▶ [THE TASK]
Because the lines must stay identical, write out the data without changing anything.

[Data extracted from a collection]
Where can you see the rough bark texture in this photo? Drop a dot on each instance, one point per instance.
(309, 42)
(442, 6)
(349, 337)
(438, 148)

▶ [SOLUTION TO THIS TASK]
Where can you see the rough bark texture in this photo? Drop a dot on each instance, one point per instance.
(309, 42)
(442, 6)
(349, 337)
(438, 148)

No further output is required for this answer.